-- Start of ROWS --
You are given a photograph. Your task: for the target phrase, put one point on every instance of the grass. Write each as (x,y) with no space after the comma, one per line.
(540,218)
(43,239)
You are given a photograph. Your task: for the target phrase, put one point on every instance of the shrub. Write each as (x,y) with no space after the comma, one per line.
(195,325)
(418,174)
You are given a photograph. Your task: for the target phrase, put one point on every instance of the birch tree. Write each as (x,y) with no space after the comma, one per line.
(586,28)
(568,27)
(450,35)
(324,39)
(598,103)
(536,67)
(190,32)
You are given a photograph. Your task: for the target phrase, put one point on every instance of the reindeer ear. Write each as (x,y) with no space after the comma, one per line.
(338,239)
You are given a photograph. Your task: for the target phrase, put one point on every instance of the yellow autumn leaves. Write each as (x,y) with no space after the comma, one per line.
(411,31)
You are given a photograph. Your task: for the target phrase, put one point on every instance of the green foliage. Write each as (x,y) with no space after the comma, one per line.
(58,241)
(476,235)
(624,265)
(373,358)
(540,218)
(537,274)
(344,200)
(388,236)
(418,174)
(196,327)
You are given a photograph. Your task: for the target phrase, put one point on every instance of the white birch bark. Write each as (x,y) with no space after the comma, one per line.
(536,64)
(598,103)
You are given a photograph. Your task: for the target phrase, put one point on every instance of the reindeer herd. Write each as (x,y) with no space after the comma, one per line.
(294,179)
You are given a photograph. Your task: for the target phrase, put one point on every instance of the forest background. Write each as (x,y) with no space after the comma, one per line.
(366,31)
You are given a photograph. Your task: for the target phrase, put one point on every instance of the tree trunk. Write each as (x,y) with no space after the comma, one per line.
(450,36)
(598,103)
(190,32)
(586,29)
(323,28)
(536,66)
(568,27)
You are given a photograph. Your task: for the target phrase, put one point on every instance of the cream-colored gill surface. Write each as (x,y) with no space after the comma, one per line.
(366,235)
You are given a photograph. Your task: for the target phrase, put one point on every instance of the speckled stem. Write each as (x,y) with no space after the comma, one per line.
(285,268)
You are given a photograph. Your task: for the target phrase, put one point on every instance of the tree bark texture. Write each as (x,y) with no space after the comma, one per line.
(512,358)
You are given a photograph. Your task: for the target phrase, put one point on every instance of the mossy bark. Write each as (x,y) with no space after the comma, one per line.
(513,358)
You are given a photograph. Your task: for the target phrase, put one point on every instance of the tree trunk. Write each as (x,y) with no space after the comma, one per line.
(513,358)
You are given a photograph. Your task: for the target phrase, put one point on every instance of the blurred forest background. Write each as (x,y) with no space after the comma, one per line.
-- End of ROWS --
__EXERCISE PROMPT__
Reproduce the material starting at the line that contains "of the mossy" and ending at its final line, including both of those lines. Keep the requests unchanged and shift every point coordinate in the answers by -53.

__EXERCISE RESPONSE__
You are given a photograph. Your task: for the target phrase, put one point on every instance of the mossy bark. Write each as (x,y) with no space after the comma, one per line.
(460,305)
You are given a photograph. Your task: for the target phrase, put one point on every instance of the tree trunk. Write each as (x,y) with no space after the comma, one per line.
(460,305)
You are given a photograph. Your task: for the target phrase, put one point on every instance of the blurred forest background. Write each as (x,y) with no space after the comma, one per line.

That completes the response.